La propriété des instruments de travail

 

[17]        Comme il est de coutume dans le domaine de la construction, l’appelant était propriétaire de tous les outils manuels dont il avait besoin pour fournir ses services. Toutefois, si des outils plus gros étaient nécessaires, il utilisait ceux du payeur.

 

[18]        Selon le témoignage de l’appelant, lui et le payeur s’échangeaient leur véhicule durant la période. L’appelant avait un camion GM qui se prêtait à la livraison du matériel et de fournitures aux chantiers et le payeur avait une Jeep Cherokee. Ils s’échangeaient leur véhicule, de telle sorte qu’un autre employé pouvait utiliser le camion GM pour livrer les fournitures aux chantiers. Le payeur payait les frais d’essence et d’entretien de la Jeep Cherokee qui était utilisée par l’appelant.

 

[19]        À mon avis, la propriété des instruments de travail est un facteur qui indique davantage l’existence d’une relation employé/employeur.
***
■ **Énoncé 1**
Répondez aux questions suivantes d'après l'extrait sur la propriété des instruments de travail.
(a) À qui appartenaient les outils manuels nécessaires à l'appelant pour fournir ses services ?
(b) De quel véhicule le payeur disposait-il ?
(c) Qui assumait les frais d'essence et d'entretien de la Jeep Cherokee ?
■ **Énoncé 2**
Recopiez à l'identique le passage de l'extrait sur la propriété des instruments de travail, depuis « [17]        Comme il » jusqu'à « ceux du payeur. » inclus.
Appuyez-vous uniquement sur l'extrait.
***
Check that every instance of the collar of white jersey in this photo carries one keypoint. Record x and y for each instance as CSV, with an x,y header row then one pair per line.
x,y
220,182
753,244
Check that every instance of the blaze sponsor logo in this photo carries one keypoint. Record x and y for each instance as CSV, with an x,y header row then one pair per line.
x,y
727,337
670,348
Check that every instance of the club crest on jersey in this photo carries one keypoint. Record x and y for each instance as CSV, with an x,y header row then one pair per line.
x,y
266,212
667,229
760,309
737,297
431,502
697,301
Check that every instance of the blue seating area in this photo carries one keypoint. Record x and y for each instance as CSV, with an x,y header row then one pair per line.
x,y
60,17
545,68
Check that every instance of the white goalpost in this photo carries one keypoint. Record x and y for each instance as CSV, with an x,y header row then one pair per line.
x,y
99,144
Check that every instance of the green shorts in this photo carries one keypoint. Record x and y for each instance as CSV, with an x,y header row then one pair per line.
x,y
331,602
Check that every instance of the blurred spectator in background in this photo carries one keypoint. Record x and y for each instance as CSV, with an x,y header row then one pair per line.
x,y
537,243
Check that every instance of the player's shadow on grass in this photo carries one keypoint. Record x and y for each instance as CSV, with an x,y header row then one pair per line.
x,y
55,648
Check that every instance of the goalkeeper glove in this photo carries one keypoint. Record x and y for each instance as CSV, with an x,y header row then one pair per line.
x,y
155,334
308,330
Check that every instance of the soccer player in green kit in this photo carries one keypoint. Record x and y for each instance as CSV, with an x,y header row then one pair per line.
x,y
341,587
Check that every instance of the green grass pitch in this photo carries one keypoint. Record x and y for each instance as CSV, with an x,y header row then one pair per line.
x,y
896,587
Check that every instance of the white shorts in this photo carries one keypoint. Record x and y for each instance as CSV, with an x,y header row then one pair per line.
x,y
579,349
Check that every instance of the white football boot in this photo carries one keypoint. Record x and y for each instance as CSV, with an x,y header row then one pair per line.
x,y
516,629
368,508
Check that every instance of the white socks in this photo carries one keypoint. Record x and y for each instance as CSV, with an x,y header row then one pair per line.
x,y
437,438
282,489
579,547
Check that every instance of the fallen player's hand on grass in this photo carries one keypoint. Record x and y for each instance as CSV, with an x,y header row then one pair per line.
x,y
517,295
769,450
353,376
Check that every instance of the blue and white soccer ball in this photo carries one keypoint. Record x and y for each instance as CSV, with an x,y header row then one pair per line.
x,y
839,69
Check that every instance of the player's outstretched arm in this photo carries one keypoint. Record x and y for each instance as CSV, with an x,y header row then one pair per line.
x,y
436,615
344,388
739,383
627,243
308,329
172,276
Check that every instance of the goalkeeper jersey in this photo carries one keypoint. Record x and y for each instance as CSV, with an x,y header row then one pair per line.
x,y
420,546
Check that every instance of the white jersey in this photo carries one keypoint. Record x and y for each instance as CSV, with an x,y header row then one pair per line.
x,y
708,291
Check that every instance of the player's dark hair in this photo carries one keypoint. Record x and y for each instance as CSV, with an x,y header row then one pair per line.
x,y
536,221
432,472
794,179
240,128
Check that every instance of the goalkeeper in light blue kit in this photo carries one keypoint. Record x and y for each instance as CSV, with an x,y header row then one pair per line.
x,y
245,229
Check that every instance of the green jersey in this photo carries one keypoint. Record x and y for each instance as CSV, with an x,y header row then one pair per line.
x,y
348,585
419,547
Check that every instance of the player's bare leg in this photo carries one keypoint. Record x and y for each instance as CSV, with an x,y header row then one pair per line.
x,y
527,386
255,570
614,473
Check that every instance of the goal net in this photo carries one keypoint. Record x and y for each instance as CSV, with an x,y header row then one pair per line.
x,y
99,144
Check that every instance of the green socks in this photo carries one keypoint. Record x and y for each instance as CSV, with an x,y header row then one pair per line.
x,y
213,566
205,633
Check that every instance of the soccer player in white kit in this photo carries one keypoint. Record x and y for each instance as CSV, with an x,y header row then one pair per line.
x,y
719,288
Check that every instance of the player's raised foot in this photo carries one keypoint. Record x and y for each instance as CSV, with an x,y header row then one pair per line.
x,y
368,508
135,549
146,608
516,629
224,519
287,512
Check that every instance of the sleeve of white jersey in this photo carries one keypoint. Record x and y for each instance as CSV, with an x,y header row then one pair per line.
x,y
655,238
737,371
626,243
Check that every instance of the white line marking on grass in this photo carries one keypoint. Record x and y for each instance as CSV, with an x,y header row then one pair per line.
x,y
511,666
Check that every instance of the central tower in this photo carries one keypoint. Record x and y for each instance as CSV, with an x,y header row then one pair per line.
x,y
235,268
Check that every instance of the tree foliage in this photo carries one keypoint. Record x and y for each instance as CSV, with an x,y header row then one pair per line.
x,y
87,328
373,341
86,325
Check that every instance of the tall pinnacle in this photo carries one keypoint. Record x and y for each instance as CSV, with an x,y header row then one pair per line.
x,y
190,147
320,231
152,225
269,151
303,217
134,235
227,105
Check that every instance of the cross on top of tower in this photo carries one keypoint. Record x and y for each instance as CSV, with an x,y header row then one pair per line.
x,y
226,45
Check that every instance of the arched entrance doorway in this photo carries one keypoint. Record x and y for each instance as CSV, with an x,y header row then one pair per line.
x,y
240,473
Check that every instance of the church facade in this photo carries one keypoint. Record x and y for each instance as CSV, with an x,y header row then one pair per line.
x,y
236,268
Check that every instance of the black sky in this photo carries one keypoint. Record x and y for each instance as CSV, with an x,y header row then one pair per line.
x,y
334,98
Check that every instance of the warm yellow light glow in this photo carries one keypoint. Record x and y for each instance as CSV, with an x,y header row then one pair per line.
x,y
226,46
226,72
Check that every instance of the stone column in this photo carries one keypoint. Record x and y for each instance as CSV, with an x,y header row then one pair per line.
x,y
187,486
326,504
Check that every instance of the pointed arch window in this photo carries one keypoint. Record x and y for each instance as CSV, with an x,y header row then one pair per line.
***
■ **Corrigé complet 1**
(a) À l'appelant.
(b) D'une Jeep Cherokee.
(c) Le payeur.

■ **Corrigé complet 2**
[17]        Comme il est de coutume dans le domaine de la construction, l’appelant était propriétaire de tous les outils manuels dont il avait besoin pour fournir ses services. Toutefois, si des outils plus gros étaient nécessaires, il utilisait ceux du payeur.